___ GIVEN TEXT ___

The Deep Space Optical Communications demonstration flight transceiver can be identified by its large tube-like sunshade on the Psyche spacecraft, shown here inside a clean room at NASA’s Jet Propulsion Laboratory.
Photo Credits: NASA/JPL-Caltech

DSOC demonstration will ride aboard Psyche spacecraft.

In the fall of 2029, a spacecraft that will be orbiting a curious metallic asteroid far beyond Mars will direct near-infrared laser signals across vast distances to a specialized optical receiver at an observatory in Southern California. It won’t be NASA’s first test of optical communications, but it will be by far the most ambitious. The Deep Space Optical Communications (DSOC) system is characterized as a ride along demonstration aboard the Psyche spacecraft.

For decades, NASA has relied primarily on radio waves for communications. Much of what humans know about space has been transmitted to Earth that way. On July 21, 1969, when about one fifth of the world’s population watched Neil A. Armstrong descend a ladder and step onto the surface of the Moon, those images arrived via radio waves. On July 14, 1965, when humanity saw the first images of the vast, barren surface of Mars, those images arrived via radio waves. Today, the dazzling images from the Hubble Space Telescope and the James Webb Space Telescope arrive via radio waves.

“For 60 plus years we’ve been building bigger, more complex radio wave antennas on the Earth and in space to allow that communication so that you could see beautiful images from [the Hubble Space Telescope] or hear the astronauts talking from the [International Space Station] back to Earth, or all kinds of applications,” said Jeff Volosin, Acting Deputy Associate Administrator and Program Manager for Space Communications and Navigation, Space Operations Mission Directorate, NASA Headquarters, speaking at a NASA press conference.

Current Space Communications and Navigation (SCaN) ground stations. TDRS stands for Tracking and Data Relay Satellite. Graphic Credit: NASA

Current Space Communications and Navigation (SCaN) ground stations. TDRS stands for Tracking and Data Relay Satellite.
Graphic Credit: NASA

“But as we’ve been evolving radio communications over the years, you’ll notice that … the antennas we need are getting bigger and bigger. If you’ve ever seen pictures of the 70-meter diameter antennas that we have spread throughout the world to communicate with probes out into deep space, radio waves do have limitations,” Volosin added.

___ STORED DATA ___

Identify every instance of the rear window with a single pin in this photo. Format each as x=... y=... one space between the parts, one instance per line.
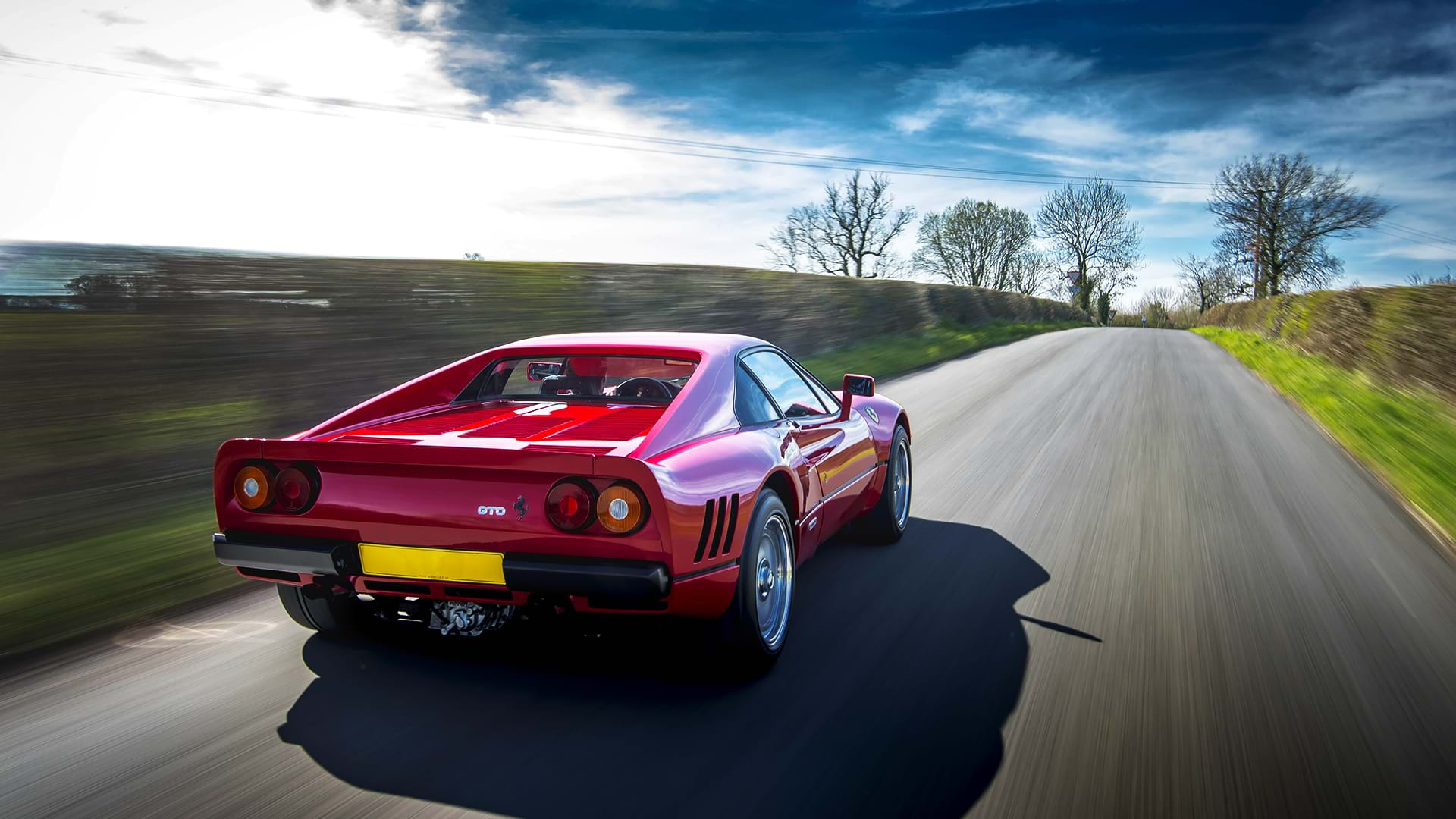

___

● PROBLEMS
a. Based on the article about deep space optical communications, mark each statement yes or no, and quote the words from the article that settle it.
(i) The spacecraft's laser signals will go to an optical receiver at an observatory in Southern California.
(ii) The 2029 demonstration will be NASA's first test of optical communications.
(iii) The first images of the surface of Mars reached Earth by radio waves.
b. According to the article about deep space optical communications, roughly what share of the world's population watched Neil A. Armstrong step onto the Moon?
c. Pick up the article about deep space optical communications right after its last sentence and keep writing it.

● ANSWERS GIVEN
a.
(i) Yes: "to a specialized optical receiver at an observatory in Southern California"
(ii) No: "It won’t be NASA’s first test of optical communications"
(iii) Yes: "On July 14, 1965, when humanity saw the first images of the vast, barren surface of Mars, those images arrived via radio waves."

b. About one fifth.

c.
As NASA prepares to establish a long-term human presence at the Moon with the Artemis program to learn the lessons that will inform an eventual human mission to Mars, optical communications promise to provide dramatically increased bandwidth. “…We’re looking to increase the speed at which we can get data down to Earth, and we’re looking to increase the amount of data we can get down to Earth. And that has a lot of advantages for us,” Volosin said.

For instance, optical communications could support Artemis astronauts transmitting high-definition imagery in real time from the surface of the Moon. It could better bridge the vast distances to astronauts on the surface of Mars in the future. And, in contrast to radio wave communications, optical systems require smaller infrastructure on Earth and in space. “That’s easier on the spacecraft designers. It’s also easier for us on the investment side on the Earth to be able to build smaller terminals that are more capable than any of the radio antennas that we have today,” Volosin said.

A graphic showing NASA's laser communication missions. Credits: NASA/Dave Ryan

NASA’s laser communication missions.
Credits: NASA/Dave Ryan

NASA is currently testing optical communications in geosynchronous orbit. The Laser Communications Relay Demonstration (LCRD) was launched on December 7, 2021, on a two-year primary mission to demonstrate the potential of bi-directional optical communications transmitting data space-to-space, space-to-ground, and ground-to-space at rates up to 1.2 gigabits per second. The LCRD payload is hosted onboard the U.S. Department of Defense’s Space Test Program Satellite 6. NASA is preparing to launch the Integrated LCRD Low Earth Orbit User Modem and Amplifier Terminal (ILLUMA-T) to the International Space Station, where it will send data to LCRD, which will then relay the data to Earth.

The DSOC system comprises a flight transceiver aboard the Psyche spacecraft, an uplink laser transmitter that sends a reference beam into space from the Table Mountain Observatory in Big Pines, California, and a downlink optical receiver at the Hale Telescope, a 5-meter (16.6 feet) diameter reflecting telescope at the Palomar Observatory in San Diego County, California.

“The five-meter telescope provides us with a large enough area so that we can collect as many photons as possible. Photons are the quanta of light that arrive at the Earth from our flight laser over these long distances,” explained Meera Srinivasan, DSOC Ground System Product Delivery Manager and Operations Lead, NASA Jet Propulsion Laboratory (JPL). “By the time it gets down to Earth, these are very weak signals. We need to collect as many of these [photons] as possible.”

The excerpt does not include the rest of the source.